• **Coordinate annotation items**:
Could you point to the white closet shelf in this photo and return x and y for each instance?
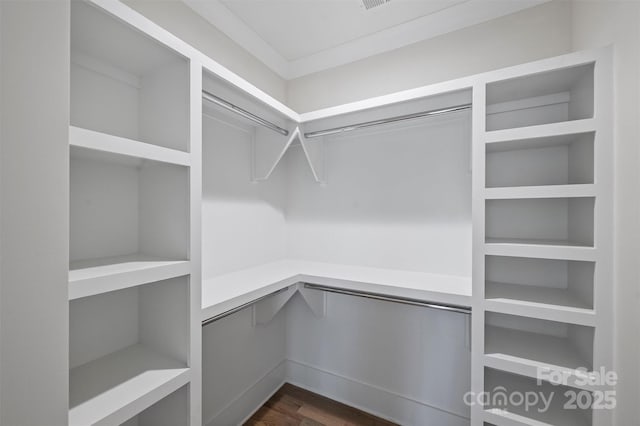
(541, 131)
(103, 142)
(545, 297)
(547, 249)
(114, 388)
(508, 418)
(96, 276)
(538, 310)
(546, 191)
(524, 353)
(228, 291)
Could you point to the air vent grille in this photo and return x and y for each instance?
(370, 4)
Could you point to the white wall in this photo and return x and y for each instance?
(599, 23)
(183, 22)
(397, 197)
(243, 222)
(34, 173)
(525, 36)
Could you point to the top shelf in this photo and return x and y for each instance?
(126, 84)
(556, 96)
(97, 141)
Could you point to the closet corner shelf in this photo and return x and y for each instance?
(98, 141)
(547, 191)
(541, 131)
(526, 353)
(114, 388)
(546, 249)
(225, 292)
(92, 277)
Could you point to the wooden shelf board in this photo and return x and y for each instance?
(525, 353)
(545, 249)
(547, 191)
(227, 291)
(551, 297)
(105, 143)
(114, 388)
(569, 315)
(541, 131)
(510, 418)
(96, 276)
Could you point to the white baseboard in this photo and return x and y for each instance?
(251, 399)
(379, 402)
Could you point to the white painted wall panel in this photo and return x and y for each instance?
(243, 222)
(34, 174)
(398, 198)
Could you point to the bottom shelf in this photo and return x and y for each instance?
(118, 386)
(549, 408)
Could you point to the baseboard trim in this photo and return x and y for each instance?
(372, 399)
(243, 406)
(380, 402)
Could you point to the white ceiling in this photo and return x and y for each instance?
(299, 37)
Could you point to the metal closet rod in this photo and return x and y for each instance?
(365, 294)
(395, 119)
(241, 307)
(395, 299)
(210, 97)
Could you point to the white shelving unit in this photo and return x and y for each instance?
(536, 237)
(134, 283)
(542, 236)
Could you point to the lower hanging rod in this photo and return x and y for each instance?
(241, 307)
(397, 299)
(210, 97)
(395, 119)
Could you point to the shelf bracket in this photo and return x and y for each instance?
(316, 300)
(265, 310)
(268, 150)
(314, 152)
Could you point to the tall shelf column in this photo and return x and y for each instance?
(542, 259)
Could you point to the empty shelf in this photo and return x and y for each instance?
(91, 277)
(543, 296)
(541, 131)
(114, 388)
(545, 191)
(103, 142)
(503, 417)
(506, 412)
(524, 353)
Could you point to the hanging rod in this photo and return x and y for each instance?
(241, 307)
(396, 299)
(207, 96)
(397, 118)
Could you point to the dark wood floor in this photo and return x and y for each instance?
(293, 406)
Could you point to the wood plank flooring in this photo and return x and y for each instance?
(293, 406)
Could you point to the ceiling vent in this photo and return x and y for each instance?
(370, 4)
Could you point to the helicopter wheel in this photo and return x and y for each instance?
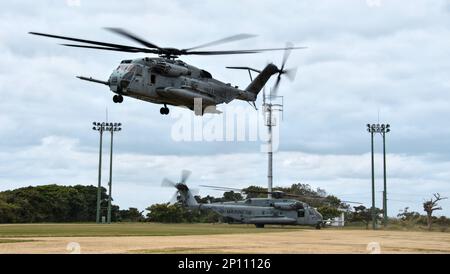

• **Exercise directions**:
Rewrite the items from the line with "Could you point to the baseboard" through the end of the items, swapping "hanging rod" for "clothes rod" and keeping everything else the same. Leave the pictures out of your answer.

• **Written answer**:
Could you point to the baseboard trim in this photo and return x and y for each instance?
(372, 399)
(243, 406)
(380, 402)
Could you point to the white ceiling in this photo and return x and y for each instance?
(299, 37)
Could you point to the metal closet rod in this photo and return x and y for each instance?
(365, 294)
(395, 119)
(241, 307)
(395, 299)
(210, 97)
Could you point to the white shelving unit in this photo and return x and y for each instance?
(536, 237)
(134, 283)
(542, 236)
Could you point to the lower clothes rod in this photo and return x and y for each instance?
(241, 307)
(397, 299)
(210, 97)
(395, 119)
Could you point to the shelf bracket in this photo and return x and y for each instance?
(316, 300)
(265, 310)
(268, 150)
(314, 152)
Could you point to the tall shelf column in this photo and return x and y for each instance?
(542, 259)
Could you point to the empty shelf in this photo and return x and y for each instance?
(91, 277)
(543, 296)
(541, 131)
(114, 388)
(545, 191)
(103, 142)
(503, 417)
(506, 412)
(524, 353)
Could you point to the clothes rod in this photo and return x and y for each instance?
(241, 307)
(396, 299)
(207, 96)
(397, 118)
Could you point to the dark wood floor in this photo and return x and y for each instance?
(293, 406)
Could you point to the wood plank flooring in this photo and return x and y for each instance?
(293, 406)
Could you point to the ceiling vent in this photo and return x and y for each instance?
(370, 4)
Could you point to the helicopter wheel in this photo and return x and y for each instance?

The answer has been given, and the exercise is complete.